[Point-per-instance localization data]
-- Opening Marker --

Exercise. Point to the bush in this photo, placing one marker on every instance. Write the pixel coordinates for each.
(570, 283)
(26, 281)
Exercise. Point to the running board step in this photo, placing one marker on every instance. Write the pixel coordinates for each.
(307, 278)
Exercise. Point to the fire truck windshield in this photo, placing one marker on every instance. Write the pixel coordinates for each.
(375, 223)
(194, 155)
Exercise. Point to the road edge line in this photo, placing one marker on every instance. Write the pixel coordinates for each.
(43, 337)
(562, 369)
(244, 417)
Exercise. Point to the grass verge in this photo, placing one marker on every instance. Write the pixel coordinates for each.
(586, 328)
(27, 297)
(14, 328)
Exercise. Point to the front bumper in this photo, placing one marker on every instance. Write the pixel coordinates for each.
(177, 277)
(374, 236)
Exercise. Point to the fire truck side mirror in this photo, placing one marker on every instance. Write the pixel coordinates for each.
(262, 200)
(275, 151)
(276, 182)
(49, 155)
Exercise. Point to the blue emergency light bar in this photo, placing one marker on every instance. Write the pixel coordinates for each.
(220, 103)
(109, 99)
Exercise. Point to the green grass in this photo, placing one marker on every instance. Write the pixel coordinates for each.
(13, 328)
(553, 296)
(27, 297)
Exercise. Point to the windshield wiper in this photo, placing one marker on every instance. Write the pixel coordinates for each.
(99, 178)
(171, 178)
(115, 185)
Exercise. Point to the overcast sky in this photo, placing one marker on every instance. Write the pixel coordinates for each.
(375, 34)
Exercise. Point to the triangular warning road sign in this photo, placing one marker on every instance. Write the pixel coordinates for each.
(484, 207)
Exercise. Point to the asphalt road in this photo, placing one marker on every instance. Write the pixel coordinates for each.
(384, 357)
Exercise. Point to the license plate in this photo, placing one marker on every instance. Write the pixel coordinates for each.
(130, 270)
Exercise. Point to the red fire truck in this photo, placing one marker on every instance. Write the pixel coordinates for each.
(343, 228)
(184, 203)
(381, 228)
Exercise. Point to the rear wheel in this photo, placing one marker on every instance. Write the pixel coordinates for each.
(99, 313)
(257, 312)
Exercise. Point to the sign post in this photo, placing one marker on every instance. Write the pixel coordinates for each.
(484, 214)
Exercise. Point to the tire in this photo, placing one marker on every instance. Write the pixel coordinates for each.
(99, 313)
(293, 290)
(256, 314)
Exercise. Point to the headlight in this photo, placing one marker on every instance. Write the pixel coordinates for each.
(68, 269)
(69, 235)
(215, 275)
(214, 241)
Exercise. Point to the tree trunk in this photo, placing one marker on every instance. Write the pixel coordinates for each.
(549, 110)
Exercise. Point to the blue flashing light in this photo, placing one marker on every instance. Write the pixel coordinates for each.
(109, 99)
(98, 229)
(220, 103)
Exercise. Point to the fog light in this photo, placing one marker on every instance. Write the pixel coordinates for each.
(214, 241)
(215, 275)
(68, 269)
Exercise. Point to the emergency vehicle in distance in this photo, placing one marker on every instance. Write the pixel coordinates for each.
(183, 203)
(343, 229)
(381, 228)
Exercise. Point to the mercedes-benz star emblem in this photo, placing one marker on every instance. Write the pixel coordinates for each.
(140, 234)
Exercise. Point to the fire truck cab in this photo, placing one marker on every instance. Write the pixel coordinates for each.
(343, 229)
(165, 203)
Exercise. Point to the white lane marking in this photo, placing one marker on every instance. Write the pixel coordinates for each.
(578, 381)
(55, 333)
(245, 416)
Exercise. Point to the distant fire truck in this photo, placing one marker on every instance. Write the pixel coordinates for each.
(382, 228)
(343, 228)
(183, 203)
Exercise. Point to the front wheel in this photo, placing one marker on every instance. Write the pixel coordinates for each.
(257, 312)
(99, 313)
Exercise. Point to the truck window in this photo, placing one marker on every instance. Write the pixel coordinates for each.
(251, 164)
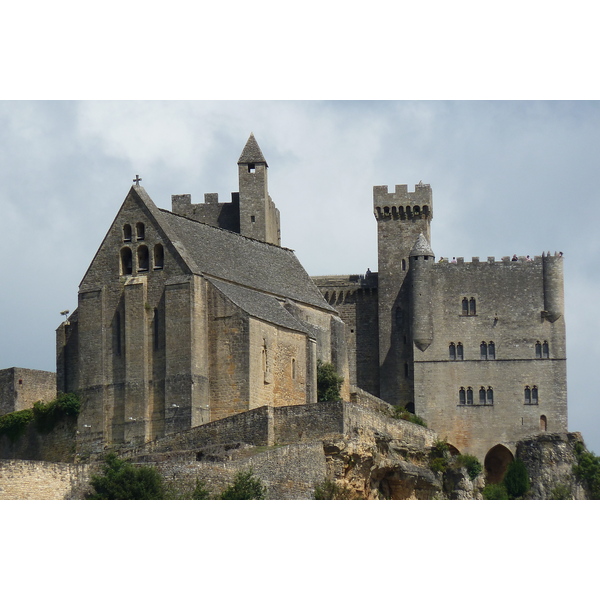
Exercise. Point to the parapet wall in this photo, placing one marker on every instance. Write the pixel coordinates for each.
(37, 480)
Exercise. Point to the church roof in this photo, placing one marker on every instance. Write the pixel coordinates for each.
(236, 259)
(251, 152)
(421, 247)
(259, 305)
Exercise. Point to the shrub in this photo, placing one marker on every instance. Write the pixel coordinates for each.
(495, 491)
(330, 490)
(245, 487)
(516, 479)
(14, 424)
(123, 481)
(329, 383)
(470, 463)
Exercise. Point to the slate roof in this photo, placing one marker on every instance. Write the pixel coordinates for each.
(259, 305)
(251, 152)
(231, 257)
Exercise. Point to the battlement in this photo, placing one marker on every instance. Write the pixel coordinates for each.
(491, 260)
(402, 204)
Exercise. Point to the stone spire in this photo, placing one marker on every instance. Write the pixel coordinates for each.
(252, 153)
(421, 247)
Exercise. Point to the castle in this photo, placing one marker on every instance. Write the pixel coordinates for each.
(192, 315)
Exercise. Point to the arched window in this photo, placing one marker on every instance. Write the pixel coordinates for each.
(483, 351)
(472, 307)
(159, 256)
(126, 261)
(469, 395)
(545, 350)
(143, 259)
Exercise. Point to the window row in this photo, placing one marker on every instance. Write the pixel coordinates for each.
(487, 351)
(486, 396)
(140, 232)
(143, 259)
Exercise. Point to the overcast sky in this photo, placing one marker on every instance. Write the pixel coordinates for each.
(507, 177)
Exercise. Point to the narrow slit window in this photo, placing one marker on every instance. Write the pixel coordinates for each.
(545, 350)
(126, 261)
(159, 256)
(143, 258)
(469, 395)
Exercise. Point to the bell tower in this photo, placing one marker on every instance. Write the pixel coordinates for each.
(259, 217)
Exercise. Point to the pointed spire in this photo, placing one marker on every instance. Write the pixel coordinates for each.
(421, 247)
(252, 152)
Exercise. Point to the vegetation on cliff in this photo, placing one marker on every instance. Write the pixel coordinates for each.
(329, 383)
(44, 416)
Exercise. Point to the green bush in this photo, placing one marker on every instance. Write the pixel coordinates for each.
(329, 383)
(46, 416)
(14, 424)
(470, 463)
(330, 490)
(123, 481)
(245, 487)
(495, 491)
(587, 470)
(516, 479)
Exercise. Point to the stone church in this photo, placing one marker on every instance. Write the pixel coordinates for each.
(195, 314)
(190, 316)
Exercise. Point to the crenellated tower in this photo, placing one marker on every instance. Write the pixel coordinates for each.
(402, 217)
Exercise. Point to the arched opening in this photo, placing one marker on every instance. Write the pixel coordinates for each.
(159, 256)
(126, 261)
(496, 461)
(143, 259)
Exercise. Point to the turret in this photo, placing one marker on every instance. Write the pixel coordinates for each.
(554, 300)
(259, 218)
(421, 262)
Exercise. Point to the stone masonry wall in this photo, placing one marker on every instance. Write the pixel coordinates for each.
(37, 480)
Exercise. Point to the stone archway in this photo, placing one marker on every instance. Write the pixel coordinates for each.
(496, 461)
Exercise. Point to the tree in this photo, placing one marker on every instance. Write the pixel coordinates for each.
(245, 486)
(123, 481)
(516, 479)
(329, 383)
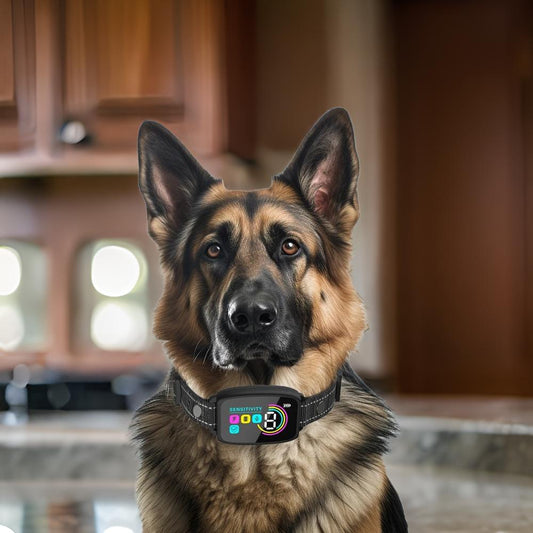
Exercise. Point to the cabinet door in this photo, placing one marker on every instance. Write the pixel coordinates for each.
(130, 60)
(17, 75)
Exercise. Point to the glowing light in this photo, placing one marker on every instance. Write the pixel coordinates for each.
(119, 326)
(116, 529)
(115, 271)
(11, 328)
(10, 270)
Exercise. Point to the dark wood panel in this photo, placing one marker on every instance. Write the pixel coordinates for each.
(17, 74)
(461, 212)
(130, 60)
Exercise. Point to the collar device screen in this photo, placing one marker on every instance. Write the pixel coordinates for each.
(259, 414)
(257, 417)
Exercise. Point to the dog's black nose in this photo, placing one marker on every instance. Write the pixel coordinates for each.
(252, 314)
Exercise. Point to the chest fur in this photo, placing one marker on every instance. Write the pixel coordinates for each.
(267, 488)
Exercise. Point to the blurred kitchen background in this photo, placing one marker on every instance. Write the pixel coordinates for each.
(441, 96)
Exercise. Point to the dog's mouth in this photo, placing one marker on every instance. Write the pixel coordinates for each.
(260, 371)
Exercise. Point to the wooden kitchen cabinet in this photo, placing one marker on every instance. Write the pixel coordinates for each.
(17, 75)
(109, 65)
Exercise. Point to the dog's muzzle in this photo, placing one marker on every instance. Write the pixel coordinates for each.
(252, 315)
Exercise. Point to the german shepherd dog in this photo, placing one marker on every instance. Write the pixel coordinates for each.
(258, 291)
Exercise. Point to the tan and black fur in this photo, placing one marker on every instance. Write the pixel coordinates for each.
(331, 478)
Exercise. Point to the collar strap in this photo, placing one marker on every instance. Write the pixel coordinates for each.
(203, 410)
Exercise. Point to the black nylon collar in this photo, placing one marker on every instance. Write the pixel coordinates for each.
(203, 411)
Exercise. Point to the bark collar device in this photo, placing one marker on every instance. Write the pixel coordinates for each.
(258, 414)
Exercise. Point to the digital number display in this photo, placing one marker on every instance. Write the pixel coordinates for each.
(257, 419)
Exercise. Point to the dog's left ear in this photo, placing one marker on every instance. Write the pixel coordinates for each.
(325, 169)
(170, 179)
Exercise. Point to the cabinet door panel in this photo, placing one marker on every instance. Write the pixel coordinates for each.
(126, 61)
(17, 75)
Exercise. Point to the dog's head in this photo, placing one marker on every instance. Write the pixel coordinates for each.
(260, 275)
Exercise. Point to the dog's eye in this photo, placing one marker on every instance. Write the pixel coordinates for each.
(290, 247)
(213, 250)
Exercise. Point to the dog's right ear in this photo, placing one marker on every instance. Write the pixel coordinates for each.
(170, 179)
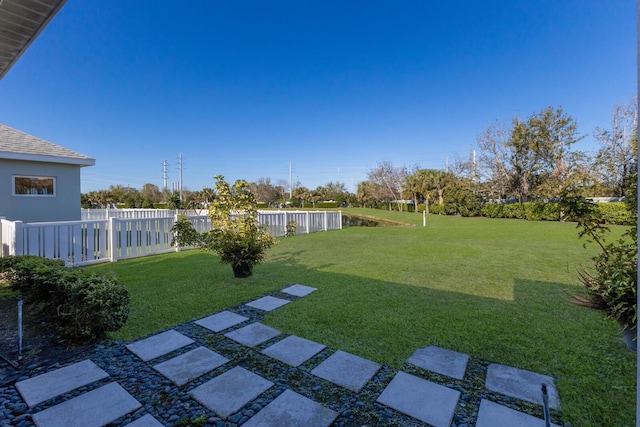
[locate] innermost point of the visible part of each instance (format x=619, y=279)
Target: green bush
x=30, y=275
x=611, y=213
x=615, y=213
x=436, y=209
x=88, y=305
x=326, y=205
x=81, y=305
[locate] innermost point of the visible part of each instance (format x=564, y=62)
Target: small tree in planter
x=236, y=236
x=612, y=283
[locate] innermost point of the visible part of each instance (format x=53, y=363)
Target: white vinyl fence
x=131, y=233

-- Closing Marker --

_The problem_. Which lines above carry the string "part"? Copy those lines.

_Response for this exercise_.
[locate] innermost point of the visible part of each instance (format x=619, y=279)
[locate] innermost point of the visible part of each instance (format x=564, y=62)
[locate] innermost point of the visible part of each instance (format x=53, y=363)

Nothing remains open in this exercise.